§ **TASK INSTRUCTIONS**
Your task is to print all of the data word for word.
--- SUPPLIED ENTRIES ---
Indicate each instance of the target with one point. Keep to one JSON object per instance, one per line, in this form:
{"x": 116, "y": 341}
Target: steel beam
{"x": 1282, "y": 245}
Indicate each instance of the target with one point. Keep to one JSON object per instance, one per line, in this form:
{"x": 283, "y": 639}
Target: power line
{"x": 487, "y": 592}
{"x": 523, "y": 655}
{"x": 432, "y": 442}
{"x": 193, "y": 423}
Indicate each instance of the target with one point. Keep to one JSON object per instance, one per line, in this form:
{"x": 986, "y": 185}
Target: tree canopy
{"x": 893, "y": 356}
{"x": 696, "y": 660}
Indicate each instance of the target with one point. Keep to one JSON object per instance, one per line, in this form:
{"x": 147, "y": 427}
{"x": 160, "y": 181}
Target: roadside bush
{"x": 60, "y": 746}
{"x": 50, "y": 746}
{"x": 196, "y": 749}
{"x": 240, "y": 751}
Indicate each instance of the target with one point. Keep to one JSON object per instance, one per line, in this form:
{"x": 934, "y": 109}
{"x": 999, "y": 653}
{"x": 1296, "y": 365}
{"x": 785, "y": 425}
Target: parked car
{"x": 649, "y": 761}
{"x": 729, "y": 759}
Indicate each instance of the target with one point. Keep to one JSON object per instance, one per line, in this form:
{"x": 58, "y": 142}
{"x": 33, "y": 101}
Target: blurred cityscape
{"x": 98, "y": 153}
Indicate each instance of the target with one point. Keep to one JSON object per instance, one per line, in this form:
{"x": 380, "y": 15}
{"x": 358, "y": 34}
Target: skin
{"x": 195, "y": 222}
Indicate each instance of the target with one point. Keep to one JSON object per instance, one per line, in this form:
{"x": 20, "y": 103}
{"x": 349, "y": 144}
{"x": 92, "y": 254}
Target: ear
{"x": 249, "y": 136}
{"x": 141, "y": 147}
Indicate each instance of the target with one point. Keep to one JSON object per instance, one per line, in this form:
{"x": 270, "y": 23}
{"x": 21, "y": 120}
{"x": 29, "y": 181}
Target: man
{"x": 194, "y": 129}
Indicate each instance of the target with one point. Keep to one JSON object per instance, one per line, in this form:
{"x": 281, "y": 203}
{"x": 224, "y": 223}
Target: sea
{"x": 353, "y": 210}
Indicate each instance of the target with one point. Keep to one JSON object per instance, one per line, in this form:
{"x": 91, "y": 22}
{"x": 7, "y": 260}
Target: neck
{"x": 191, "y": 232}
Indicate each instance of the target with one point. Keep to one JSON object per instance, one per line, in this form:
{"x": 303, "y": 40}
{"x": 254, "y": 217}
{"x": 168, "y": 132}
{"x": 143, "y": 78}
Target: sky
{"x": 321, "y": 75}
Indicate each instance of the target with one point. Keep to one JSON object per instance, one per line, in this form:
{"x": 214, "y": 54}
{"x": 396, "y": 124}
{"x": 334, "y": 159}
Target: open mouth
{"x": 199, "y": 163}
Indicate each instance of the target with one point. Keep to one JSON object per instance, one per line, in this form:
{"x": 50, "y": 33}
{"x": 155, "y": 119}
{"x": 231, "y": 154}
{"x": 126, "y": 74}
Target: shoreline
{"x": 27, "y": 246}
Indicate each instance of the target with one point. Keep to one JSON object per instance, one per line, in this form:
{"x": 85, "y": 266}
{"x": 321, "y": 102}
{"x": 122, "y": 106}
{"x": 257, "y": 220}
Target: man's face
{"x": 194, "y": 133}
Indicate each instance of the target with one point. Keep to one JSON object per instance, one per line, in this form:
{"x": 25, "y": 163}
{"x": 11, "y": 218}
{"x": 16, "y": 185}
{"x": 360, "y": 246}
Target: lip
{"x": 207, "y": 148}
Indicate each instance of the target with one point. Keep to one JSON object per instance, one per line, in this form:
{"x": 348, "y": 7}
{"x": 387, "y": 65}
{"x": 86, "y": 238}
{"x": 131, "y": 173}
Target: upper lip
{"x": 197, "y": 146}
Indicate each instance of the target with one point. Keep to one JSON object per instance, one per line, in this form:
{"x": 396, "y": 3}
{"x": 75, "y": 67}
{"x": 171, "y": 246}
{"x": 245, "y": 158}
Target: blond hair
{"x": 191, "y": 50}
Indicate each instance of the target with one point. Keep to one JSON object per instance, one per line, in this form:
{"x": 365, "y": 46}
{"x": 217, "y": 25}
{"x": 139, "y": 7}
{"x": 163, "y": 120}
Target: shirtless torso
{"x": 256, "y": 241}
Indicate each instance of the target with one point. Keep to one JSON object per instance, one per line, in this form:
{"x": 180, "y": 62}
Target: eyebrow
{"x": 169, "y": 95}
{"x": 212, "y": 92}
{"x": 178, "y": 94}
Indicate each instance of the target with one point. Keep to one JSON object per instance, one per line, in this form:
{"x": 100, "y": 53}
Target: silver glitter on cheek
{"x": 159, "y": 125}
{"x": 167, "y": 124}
---
§ **ANSWER TO THIS EXERCISE**
Indicate each instance of the target with one point. Keep to one JSON object per instance, one per line, in this form:
{"x": 116, "y": 341}
Target: steel beam
{"x": 1282, "y": 245}
Indicate each instance of the target with one point. Keep to one JSON object per instance, one per line, in this form:
{"x": 283, "y": 639}
Target: power line
{"x": 487, "y": 592}
{"x": 523, "y": 655}
{"x": 432, "y": 442}
{"x": 193, "y": 423}
Indicate each instance of the target with one point. Keep to one JSON object per instance, one per line, in this form:
{"x": 986, "y": 185}
Target: tree canopy
{"x": 893, "y": 356}
{"x": 696, "y": 660}
Indicate each instance of the target with one point. Keep to one JSON object per instance, one per line, in this form:
{"x": 147, "y": 427}
{"x": 160, "y": 181}
Target: roadside bush
{"x": 60, "y": 746}
{"x": 50, "y": 746}
{"x": 196, "y": 749}
{"x": 240, "y": 751}
Indicate each instance of the target with one point. Keep to one JSON object per instance, one per line, in this form:
{"x": 934, "y": 109}
{"x": 999, "y": 653}
{"x": 1296, "y": 365}
{"x": 785, "y": 425}
Target: parked car
{"x": 649, "y": 761}
{"x": 729, "y": 759}
Indicate each instance of the target with one point. Keep to one JSON object per instance, one per line, in this form:
{"x": 58, "y": 142}
{"x": 33, "y": 101}
Target: blurred cityscape
{"x": 98, "y": 153}
Indicate each instance of the target with one point. Keep to one JSON object per instance, one per line, in this form:
{"x": 380, "y": 15}
{"x": 358, "y": 34}
Target: skin
{"x": 195, "y": 222}
Indicate each instance of the target with one point. Keep to one JSON object per instance, one per line, in this form:
{"x": 20, "y": 103}
{"x": 349, "y": 144}
{"x": 92, "y": 254}
Target: ear
{"x": 249, "y": 136}
{"x": 141, "y": 147}
Indicate each instance of the target with one point. Keep to one JSON object per instance, one per line, in this form:
{"x": 270, "y": 23}
{"x": 21, "y": 120}
{"x": 29, "y": 181}
Target: man
{"x": 194, "y": 129}
Indicate each instance of the target with one point. Keep to one JSON object per instance, one per line, in this form:
{"x": 281, "y": 203}
{"x": 224, "y": 223}
Target: sea
{"x": 353, "y": 210}
Indicate each instance of the target with one point. Keep to one JSON object per instance, one per line, in this form:
{"x": 91, "y": 22}
{"x": 7, "y": 260}
Target: neck
{"x": 191, "y": 232}
Indicate each instance of the target with one point. Keep to one JSON object per instance, one per line, in this form:
{"x": 303, "y": 40}
{"x": 254, "y": 217}
{"x": 168, "y": 132}
{"x": 143, "y": 78}
Target: sky
{"x": 321, "y": 75}
Indicate each instance of the target with one point. Keep to one JSON object per instance, one per line, in this form:
{"x": 214, "y": 54}
{"x": 396, "y": 124}
{"x": 334, "y": 159}
Target: open mouth
{"x": 199, "y": 163}
Indicate each instance of the target with one point. Keep to one JSON object per instance, one per line, in this form:
{"x": 50, "y": 33}
{"x": 155, "y": 119}
{"x": 231, "y": 154}
{"x": 126, "y": 74}
Target: shoreline
{"x": 27, "y": 246}
Indicate each instance of the target with one point. Keep to one JSON object per instance, one per line, in this form:
{"x": 85, "y": 266}
{"x": 321, "y": 102}
{"x": 122, "y": 106}
{"x": 257, "y": 220}
Target: man's face
{"x": 194, "y": 133}
Indicate each instance of the target with one point. Keep to one JSON object per instance, one per line, in this form:
{"x": 25, "y": 163}
{"x": 11, "y": 218}
{"x": 16, "y": 185}
{"x": 360, "y": 246}
Target: lip
{"x": 207, "y": 148}
Indicate each instance of the target with one point. Keep to one JSON object per instance, one per line, in this form:
{"x": 348, "y": 7}
{"x": 387, "y": 65}
{"x": 86, "y": 238}
{"x": 131, "y": 173}
Target: upper lip
{"x": 197, "y": 146}
Indicate each instance of the target with one point. Keep to one JSON object per instance, one per line, in this form:
{"x": 396, "y": 3}
{"x": 75, "y": 67}
{"x": 171, "y": 246}
{"x": 245, "y": 158}
Target: blond hair
{"x": 191, "y": 50}
Indicate each instance of the target with one point. Keep to one JSON object per instance, one per line, in this form:
{"x": 365, "y": 46}
{"x": 217, "y": 25}
{"x": 139, "y": 7}
{"x": 163, "y": 120}
Target: shirtless torso
{"x": 256, "y": 241}
Indicate each instance of the target with one point. Keep to one JSON object per instance, one per line, in this form:
{"x": 180, "y": 62}
Target: eyebrow
{"x": 169, "y": 95}
{"x": 212, "y": 92}
{"x": 178, "y": 94}
Indicate each instance of the target with one point. Keep to one JSON object per instance, one per line, in this form:
{"x": 100, "y": 53}
Target: silver glitter on cheek
{"x": 159, "y": 125}
{"x": 167, "y": 124}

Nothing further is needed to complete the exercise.